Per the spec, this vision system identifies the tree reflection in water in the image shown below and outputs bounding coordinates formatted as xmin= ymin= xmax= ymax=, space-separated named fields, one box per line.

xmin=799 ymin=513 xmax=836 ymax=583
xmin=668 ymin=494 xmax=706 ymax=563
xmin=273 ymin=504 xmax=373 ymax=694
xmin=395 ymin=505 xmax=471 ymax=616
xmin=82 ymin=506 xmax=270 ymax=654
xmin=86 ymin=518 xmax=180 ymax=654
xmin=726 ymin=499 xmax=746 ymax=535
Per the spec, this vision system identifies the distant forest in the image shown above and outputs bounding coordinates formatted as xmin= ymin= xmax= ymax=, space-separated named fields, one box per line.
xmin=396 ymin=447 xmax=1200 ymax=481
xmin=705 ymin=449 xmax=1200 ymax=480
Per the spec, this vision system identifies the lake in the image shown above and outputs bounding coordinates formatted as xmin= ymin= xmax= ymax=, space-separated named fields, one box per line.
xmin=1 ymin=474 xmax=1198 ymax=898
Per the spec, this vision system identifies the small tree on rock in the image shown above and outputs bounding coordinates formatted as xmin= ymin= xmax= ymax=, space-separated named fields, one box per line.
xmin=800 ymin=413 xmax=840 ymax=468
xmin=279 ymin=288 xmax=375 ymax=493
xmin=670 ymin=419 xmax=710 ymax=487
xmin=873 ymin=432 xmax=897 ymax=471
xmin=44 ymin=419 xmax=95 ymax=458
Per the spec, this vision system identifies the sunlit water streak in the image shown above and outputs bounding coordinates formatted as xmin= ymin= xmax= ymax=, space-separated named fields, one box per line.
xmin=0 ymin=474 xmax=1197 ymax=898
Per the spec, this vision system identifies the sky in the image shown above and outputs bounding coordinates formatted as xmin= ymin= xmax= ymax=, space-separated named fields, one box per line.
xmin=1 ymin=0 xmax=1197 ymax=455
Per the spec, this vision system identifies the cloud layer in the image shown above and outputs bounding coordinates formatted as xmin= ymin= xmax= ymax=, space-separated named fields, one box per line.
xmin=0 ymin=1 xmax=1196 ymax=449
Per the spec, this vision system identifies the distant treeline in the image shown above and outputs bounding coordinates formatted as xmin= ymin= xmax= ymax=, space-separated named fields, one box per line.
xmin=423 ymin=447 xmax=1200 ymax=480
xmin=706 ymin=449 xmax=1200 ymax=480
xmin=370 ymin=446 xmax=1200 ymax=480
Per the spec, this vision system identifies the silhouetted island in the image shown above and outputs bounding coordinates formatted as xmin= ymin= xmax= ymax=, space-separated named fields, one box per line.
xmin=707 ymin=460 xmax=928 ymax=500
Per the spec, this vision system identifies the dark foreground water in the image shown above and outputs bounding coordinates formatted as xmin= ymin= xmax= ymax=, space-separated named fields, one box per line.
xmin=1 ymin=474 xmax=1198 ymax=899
________
-- To do --
The answer must be a word-for-word reproduction of every record above.

-- Problem solution --
Per the spec, this vision system identifies the tree reflection in water in the image shown below and outputs bounding coordinates formatted as xmin= ymin= xmax= ymax=, space-separated named fields, one box per line.

xmin=799 ymin=513 xmax=836 ymax=583
xmin=668 ymin=494 xmax=706 ymax=563
xmin=273 ymin=504 xmax=373 ymax=694
xmin=395 ymin=505 xmax=471 ymax=616
xmin=82 ymin=506 xmax=270 ymax=654
xmin=86 ymin=518 xmax=180 ymax=654
xmin=726 ymin=499 xmax=746 ymax=535
Per the spec, this vision system identifies the distant forest in the image shown above and outputs bounding coordinates formatted as xmin= ymin= xmax= ymax=, space-separated named fields, one box per line.
xmin=396 ymin=447 xmax=1200 ymax=481
xmin=705 ymin=449 xmax=1200 ymax=480
Per the spec, this vision system identifies the lake in the image shown above and outputs bounding coordinates formatted as xmin= ymin= xmax= ymax=, space-separated named fields, one box per line.
xmin=1 ymin=474 xmax=1198 ymax=898
Per the spec, this vision system identifies the small tree on rock in the image shown above and outputs bounding coordinates formatted as xmin= ymin= xmax= ymax=, space-separated named fields, one box per line.
xmin=800 ymin=413 xmax=840 ymax=468
xmin=279 ymin=288 xmax=375 ymax=493
xmin=670 ymin=419 xmax=710 ymax=487
xmin=873 ymin=432 xmax=897 ymax=471
xmin=44 ymin=419 xmax=95 ymax=458
Per the spec, this vision system identifies the sunlit water streak in the image shown above and outputs bounding coordinates formatted as xmin= ymin= xmax= ymax=, space-separated named fields, one box per line.
xmin=0 ymin=474 xmax=1197 ymax=898
Per the spec, this vision system identifies the sky in the image shown above and outputs bounding coordinates formatted as xmin= ymin= xmax= ymax=, space-separated named fields, one box per line.
xmin=1 ymin=0 xmax=1197 ymax=455
Per the spec, this vision system identifies the cloud layer in the image shown above and outputs bounding coordinates formatted as xmin= ymin= xmax= ymax=, space-separated named fields, one box per line.
xmin=0 ymin=1 xmax=1196 ymax=449
Per the spec, this vision system identifies the distant treeline in the image shown above and outputs bounding coordinates formatted as xmin= ymin= xmax= ymax=, space-separated named fields, one box per line.
xmin=423 ymin=447 xmax=1200 ymax=480
xmin=706 ymin=449 xmax=1200 ymax=480
xmin=370 ymin=446 xmax=1200 ymax=480
Per the spec, this vision system identifies the silhouetted island in the image shown above and outputs bounding coordinates formatted as xmin= ymin= xmax= ymax=, space-separated named fields, one box per line.
xmin=707 ymin=460 xmax=928 ymax=500
Per the spec, this vision system identifies the dark foreground water in the image shown above and outputs bounding coordinates formatted as xmin= ymin= xmax= ymax=, space-separated named fields, one box per line.
xmin=1 ymin=474 xmax=1198 ymax=899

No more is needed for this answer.